↓

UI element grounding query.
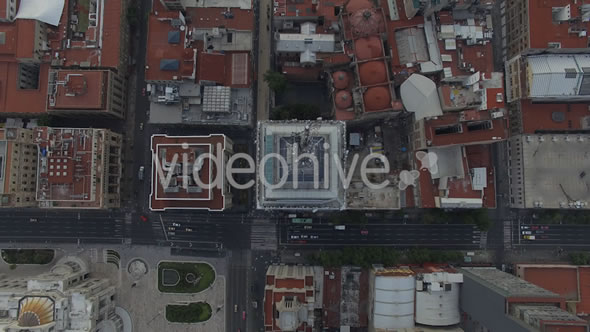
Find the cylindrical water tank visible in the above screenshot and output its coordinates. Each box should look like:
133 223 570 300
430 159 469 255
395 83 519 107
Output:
373 275 416 330
416 283 461 326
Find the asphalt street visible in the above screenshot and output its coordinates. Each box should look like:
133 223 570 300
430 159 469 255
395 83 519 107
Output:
280 223 481 248
512 223 590 249
158 214 251 249
0 210 125 243
226 250 251 331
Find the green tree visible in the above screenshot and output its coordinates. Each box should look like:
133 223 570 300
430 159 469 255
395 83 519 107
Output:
270 104 321 120
264 70 287 93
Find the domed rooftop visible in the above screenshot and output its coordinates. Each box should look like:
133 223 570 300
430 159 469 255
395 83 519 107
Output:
334 90 352 109
354 36 383 60
363 86 391 112
359 61 387 85
346 0 373 14
18 296 55 327
349 8 383 38
332 70 350 90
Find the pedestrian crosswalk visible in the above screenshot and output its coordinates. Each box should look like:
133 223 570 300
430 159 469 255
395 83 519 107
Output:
250 220 278 250
479 232 488 249
504 220 512 250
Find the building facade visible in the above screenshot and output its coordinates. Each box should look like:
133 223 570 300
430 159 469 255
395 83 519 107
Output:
150 134 233 211
460 268 588 332
264 265 323 332
0 257 125 332
33 127 122 209
0 128 38 207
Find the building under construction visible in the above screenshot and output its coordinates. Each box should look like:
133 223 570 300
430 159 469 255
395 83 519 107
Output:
256 121 346 210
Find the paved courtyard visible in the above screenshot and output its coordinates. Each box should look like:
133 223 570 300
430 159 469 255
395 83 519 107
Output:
0 244 227 332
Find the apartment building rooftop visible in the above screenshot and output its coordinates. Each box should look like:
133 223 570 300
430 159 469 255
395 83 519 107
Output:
146 1 254 125
518 100 590 134
509 134 590 209
33 127 121 208
150 135 231 211
256 121 346 210
47 70 108 109
506 0 590 58
516 263 590 317
0 0 128 114
419 145 496 208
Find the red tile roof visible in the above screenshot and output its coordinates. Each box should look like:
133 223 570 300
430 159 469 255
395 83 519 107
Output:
0 62 49 114
419 144 496 208
145 8 188 81
0 0 8 18
281 66 322 81
101 0 125 68
465 144 496 208
50 0 128 68
48 70 109 110
323 268 342 328
424 111 508 146
33 127 106 208
528 0 590 48
186 7 254 31
517 264 590 317
418 169 438 209
271 0 347 26
150 135 225 211
197 52 225 84
520 100 590 134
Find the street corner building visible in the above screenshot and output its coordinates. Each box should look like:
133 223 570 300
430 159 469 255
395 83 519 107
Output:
0 256 133 332
264 265 324 332
508 133 590 210
256 121 346 210
150 134 233 211
0 127 122 209
145 0 255 126
460 268 588 332
368 265 463 332
0 0 129 118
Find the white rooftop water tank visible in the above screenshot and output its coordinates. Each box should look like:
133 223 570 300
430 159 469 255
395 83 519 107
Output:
373 275 416 329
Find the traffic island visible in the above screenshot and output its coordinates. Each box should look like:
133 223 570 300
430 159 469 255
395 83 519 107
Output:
2 249 55 265
166 302 211 323
158 262 215 293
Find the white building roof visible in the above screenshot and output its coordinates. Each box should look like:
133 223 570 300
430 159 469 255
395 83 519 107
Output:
373 275 416 330
16 0 65 26
256 121 346 210
527 54 590 98
400 74 442 120
276 33 336 53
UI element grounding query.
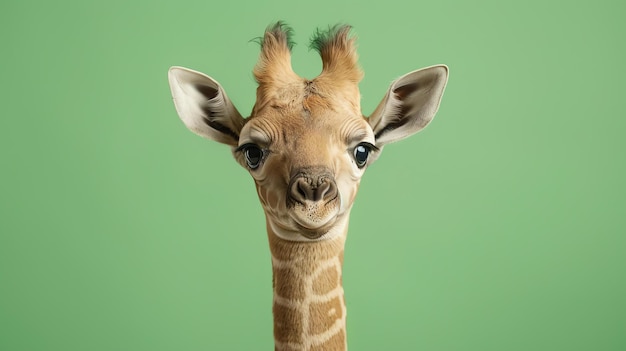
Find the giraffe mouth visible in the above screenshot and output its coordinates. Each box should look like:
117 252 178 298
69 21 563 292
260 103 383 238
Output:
290 196 339 239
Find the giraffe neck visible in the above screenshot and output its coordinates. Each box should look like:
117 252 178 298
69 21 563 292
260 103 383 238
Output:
268 226 347 351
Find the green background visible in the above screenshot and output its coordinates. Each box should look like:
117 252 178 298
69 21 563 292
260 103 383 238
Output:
0 0 626 351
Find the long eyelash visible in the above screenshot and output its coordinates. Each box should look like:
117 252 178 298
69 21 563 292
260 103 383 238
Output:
235 143 260 152
359 141 380 151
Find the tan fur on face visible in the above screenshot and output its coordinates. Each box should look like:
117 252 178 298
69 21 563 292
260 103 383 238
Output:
168 22 448 351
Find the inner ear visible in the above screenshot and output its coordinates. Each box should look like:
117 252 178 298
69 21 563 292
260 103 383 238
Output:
194 84 218 100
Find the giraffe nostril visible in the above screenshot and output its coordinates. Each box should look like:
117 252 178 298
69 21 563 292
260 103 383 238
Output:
289 174 337 203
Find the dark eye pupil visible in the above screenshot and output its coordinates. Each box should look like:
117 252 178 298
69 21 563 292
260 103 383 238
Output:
354 145 370 167
245 146 263 168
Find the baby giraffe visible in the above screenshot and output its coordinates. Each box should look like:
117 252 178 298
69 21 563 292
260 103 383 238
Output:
169 22 448 351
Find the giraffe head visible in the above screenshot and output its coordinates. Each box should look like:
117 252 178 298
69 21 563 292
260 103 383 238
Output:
169 22 448 241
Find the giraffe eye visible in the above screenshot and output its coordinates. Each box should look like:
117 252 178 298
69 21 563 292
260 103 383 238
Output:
354 143 372 168
239 144 263 169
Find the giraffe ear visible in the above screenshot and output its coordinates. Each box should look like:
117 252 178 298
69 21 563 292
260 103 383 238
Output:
368 65 448 146
168 67 244 146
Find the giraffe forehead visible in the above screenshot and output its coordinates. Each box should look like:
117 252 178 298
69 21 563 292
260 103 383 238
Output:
240 109 374 147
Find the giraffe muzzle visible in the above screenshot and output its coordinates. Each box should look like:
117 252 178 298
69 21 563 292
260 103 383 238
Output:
289 172 338 206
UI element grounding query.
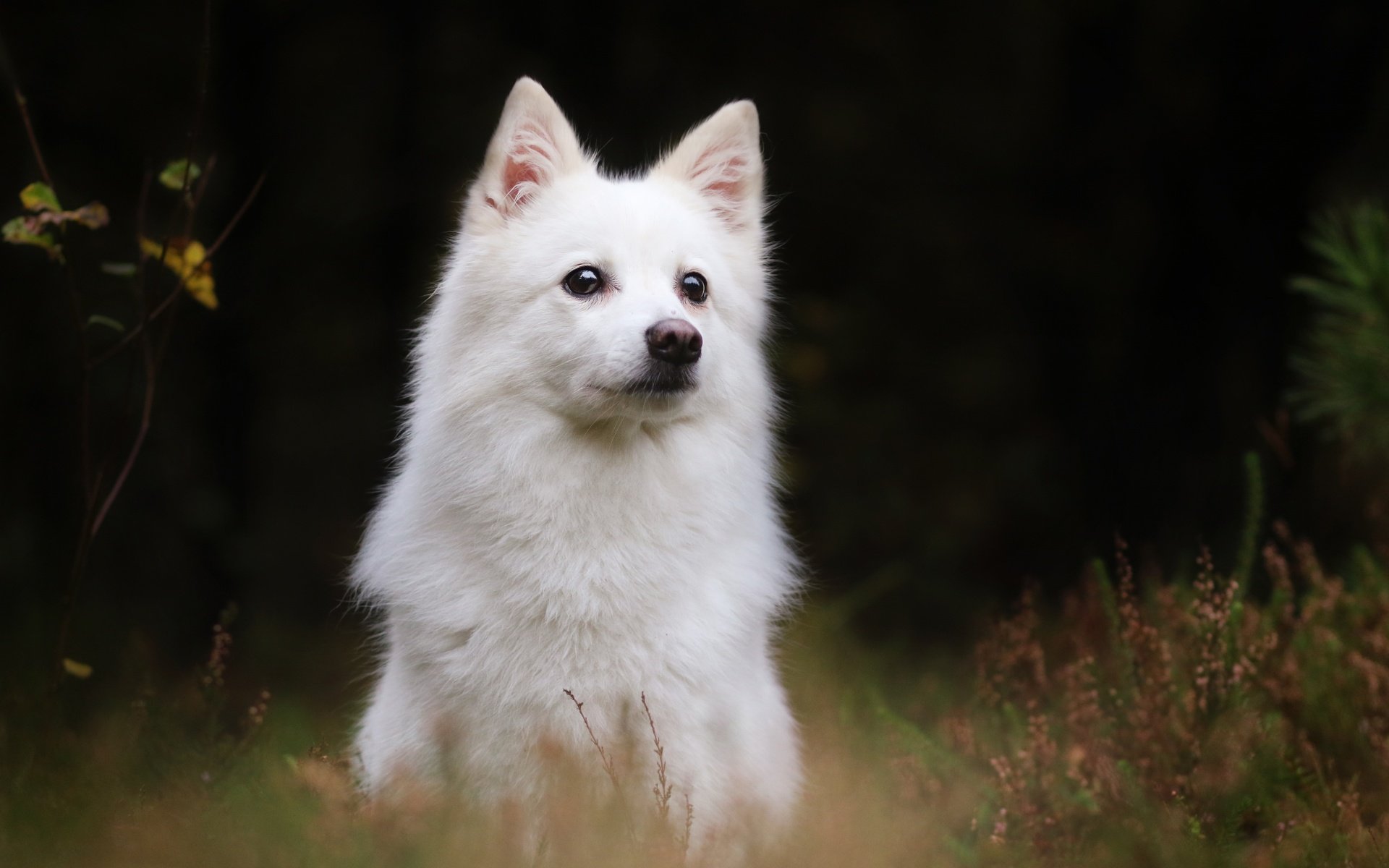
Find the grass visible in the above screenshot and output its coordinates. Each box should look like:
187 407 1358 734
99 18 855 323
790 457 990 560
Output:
0 525 1389 868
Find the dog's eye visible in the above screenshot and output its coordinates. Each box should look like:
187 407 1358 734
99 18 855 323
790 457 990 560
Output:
564 265 607 296
681 278 708 304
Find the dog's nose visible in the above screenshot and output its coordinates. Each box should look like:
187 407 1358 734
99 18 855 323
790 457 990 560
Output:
646 320 704 365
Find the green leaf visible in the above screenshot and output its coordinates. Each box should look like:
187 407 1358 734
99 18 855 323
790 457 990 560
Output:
88 314 125 332
160 160 203 190
20 181 62 211
0 217 61 258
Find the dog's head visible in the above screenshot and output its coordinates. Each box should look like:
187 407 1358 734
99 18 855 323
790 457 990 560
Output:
441 78 767 421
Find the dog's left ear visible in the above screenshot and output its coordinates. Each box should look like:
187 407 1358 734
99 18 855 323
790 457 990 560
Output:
651 100 763 229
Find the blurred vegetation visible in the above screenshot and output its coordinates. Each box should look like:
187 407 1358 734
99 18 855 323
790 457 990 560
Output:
13 511 1389 868
1291 204 1389 461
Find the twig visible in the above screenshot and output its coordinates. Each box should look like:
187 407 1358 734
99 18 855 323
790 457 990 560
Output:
207 172 268 258
642 690 671 820
681 793 694 859
564 689 622 794
14 85 53 190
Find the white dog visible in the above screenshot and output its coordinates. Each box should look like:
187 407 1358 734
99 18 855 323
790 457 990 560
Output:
354 78 802 846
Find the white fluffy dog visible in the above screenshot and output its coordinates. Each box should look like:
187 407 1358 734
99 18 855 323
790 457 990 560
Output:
354 78 802 846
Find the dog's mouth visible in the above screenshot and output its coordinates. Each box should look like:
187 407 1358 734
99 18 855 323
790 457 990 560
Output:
604 358 699 399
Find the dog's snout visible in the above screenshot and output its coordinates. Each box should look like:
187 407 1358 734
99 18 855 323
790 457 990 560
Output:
646 320 704 365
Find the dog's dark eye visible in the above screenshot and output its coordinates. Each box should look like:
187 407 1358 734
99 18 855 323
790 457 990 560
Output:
564 265 607 296
681 278 708 304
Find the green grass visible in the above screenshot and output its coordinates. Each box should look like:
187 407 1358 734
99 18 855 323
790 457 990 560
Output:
8 525 1389 868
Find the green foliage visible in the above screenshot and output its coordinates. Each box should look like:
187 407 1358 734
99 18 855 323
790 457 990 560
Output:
1289 204 1389 460
8 525 1389 868
160 160 203 190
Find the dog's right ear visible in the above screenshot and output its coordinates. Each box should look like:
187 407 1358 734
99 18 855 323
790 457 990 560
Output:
464 77 590 225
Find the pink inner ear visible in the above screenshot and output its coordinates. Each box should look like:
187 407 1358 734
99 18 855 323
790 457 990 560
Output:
704 156 747 203
690 143 750 225
501 122 558 207
501 146 542 205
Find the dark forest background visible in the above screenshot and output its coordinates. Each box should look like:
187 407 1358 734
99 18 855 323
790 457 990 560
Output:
0 0 1389 682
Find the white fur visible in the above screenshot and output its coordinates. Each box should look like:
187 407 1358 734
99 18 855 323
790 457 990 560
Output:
354 78 800 841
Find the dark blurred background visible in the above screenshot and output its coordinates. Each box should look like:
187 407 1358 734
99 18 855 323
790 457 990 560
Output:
0 0 1389 682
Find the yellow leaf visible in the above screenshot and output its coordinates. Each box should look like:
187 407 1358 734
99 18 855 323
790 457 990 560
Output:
140 237 217 310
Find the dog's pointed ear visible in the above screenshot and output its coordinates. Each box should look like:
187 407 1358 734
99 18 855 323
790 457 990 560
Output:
465 77 590 229
653 100 763 229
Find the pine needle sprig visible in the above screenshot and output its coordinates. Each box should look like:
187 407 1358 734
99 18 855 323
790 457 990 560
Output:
1288 203 1389 460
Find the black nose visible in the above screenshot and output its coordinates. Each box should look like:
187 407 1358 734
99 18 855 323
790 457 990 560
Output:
646 320 704 365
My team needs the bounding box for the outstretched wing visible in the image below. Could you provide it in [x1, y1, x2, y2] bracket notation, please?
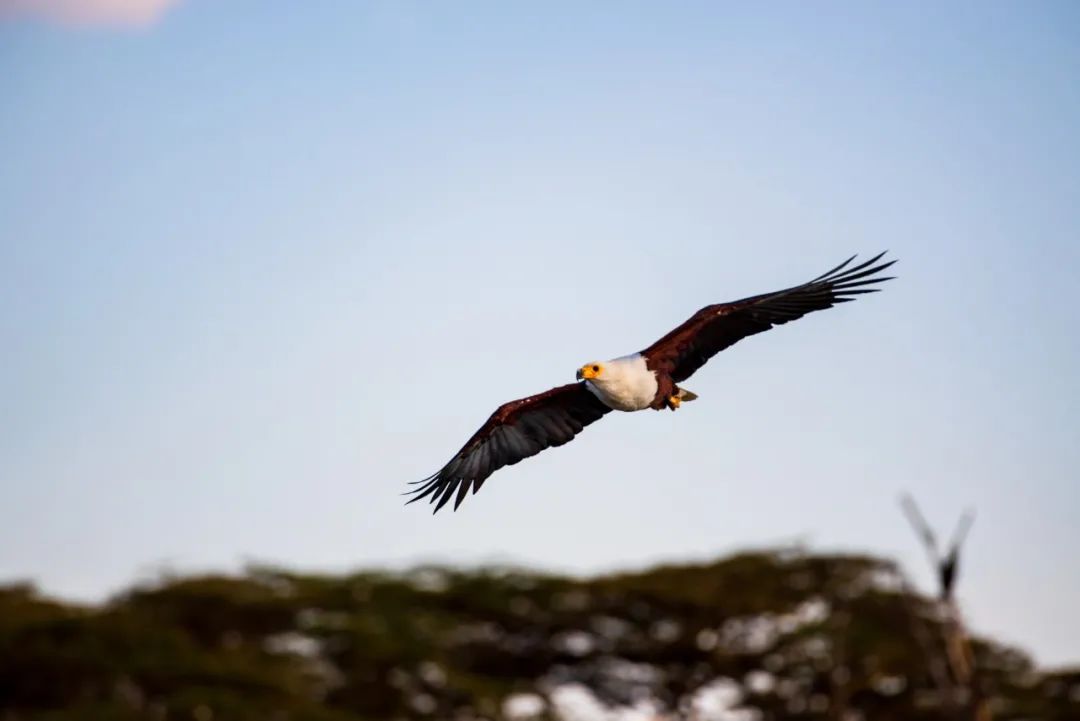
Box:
[409, 383, 611, 513]
[642, 253, 896, 382]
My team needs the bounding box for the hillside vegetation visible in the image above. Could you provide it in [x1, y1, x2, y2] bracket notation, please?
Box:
[0, 552, 1080, 721]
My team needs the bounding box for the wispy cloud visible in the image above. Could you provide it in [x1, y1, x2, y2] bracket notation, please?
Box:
[0, 0, 180, 27]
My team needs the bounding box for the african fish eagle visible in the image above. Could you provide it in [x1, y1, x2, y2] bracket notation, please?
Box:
[408, 253, 896, 513]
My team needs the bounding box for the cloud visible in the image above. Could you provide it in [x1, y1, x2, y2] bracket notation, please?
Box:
[0, 0, 179, 27]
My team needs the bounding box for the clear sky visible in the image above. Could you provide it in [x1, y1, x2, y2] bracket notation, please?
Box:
[0, 0, 1080, 664]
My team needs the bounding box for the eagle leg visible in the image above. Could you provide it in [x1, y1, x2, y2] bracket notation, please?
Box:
[667, 385, 698, 410]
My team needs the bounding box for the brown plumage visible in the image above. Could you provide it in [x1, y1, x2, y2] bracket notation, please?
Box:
[409, 253, 895, 512]
[642, 253, 896, 388]
[409, 383, 611, 512]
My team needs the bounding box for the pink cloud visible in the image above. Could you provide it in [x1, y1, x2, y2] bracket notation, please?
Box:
[0, 0, 179, 27]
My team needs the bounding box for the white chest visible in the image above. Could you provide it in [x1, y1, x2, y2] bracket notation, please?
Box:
[585, 354, 659, 411]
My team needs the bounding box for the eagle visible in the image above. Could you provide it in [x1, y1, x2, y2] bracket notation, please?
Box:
[406, 253, 896, 513]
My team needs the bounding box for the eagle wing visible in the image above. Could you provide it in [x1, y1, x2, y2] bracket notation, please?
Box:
[409, 383, 611, 513]
[642, 253, 896, 382]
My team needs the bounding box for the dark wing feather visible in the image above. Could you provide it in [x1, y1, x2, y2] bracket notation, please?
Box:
[642, 253, 896, 382]
[409, 383, 611, 513]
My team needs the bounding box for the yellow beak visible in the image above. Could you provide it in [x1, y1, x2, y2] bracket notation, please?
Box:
[578, 366, 596, 381]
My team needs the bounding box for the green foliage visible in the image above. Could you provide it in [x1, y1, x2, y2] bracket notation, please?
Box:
[0, 552, 1080, 721]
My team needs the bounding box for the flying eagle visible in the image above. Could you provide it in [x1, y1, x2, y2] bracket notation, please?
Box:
[408, 253, 896, 513]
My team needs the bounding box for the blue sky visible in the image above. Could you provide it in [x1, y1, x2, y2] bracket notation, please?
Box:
[0, 0, 1080, 663]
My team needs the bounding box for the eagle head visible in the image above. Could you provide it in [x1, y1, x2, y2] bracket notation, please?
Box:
[578, 363, 604, 381]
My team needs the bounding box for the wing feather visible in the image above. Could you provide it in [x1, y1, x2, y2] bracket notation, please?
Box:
[408, 383, 611, 513]
[642, 253, 896, 382]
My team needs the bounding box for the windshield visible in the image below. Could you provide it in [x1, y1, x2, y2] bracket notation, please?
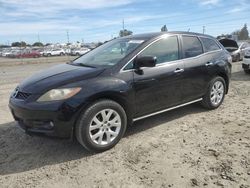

↑

To be done ::
Starting with the line with "Find the green background" and going on through the line with "168 22 448 351", write out the listing again, swapping "tan fur" for "brown fur" and leaving everything else unchanged.

Solution to this problem ::
Find the green background visible in the above screenshot and output its coordinates. Each box should look like:
117 252 178 298
69 21 563 292
260 103 383 238
Output:
0 0 626 351
Find the long eyelash visible in the above screenshot and output its coordinates. Each box should look like:
117 252 178 298
69 21 563 292
260 103 383 238
Output:
235 143 260 152
359 141 380 151
Find the brown fur on face visible in the above screenshot and output its coordinates. Each box should look like:
117 252 178 298
69 21 563 292
260 103 383 238
Output:
168 22 448 351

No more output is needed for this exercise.